Records from a data collection
· · ·

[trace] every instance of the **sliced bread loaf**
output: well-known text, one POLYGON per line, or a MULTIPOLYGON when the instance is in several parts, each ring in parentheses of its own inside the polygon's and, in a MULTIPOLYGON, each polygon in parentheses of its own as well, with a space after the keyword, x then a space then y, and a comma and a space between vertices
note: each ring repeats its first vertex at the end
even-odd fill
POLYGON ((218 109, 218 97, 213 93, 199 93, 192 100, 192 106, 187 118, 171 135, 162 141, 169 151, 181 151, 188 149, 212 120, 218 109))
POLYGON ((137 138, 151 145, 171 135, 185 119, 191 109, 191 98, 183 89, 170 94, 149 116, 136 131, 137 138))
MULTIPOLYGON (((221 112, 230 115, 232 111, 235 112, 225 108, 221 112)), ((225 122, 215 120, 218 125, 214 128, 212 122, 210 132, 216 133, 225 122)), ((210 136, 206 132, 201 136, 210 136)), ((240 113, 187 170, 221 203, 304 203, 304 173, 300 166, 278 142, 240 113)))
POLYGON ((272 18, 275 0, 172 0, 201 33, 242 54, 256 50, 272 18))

· · ·

◆ REQUIREMENT
Write out everything from the start of the records down to the line that contains "output: well-known text, one", both ends included. Can you copy those lines without changing anything?

◆ THE RESPONSE
[trace] every instance of the **sliced bread loaf**
output: well-known text, one POLYGON per line, or a MULTIPOLYGON when the instance is in several parts, each ring in parentheses of its own inside the polygon's and, in a MULTIPOLYGON, each polygon in parentheses of its own as well, with a space after the keyword, x then a space then y, and a comma and a space between vertices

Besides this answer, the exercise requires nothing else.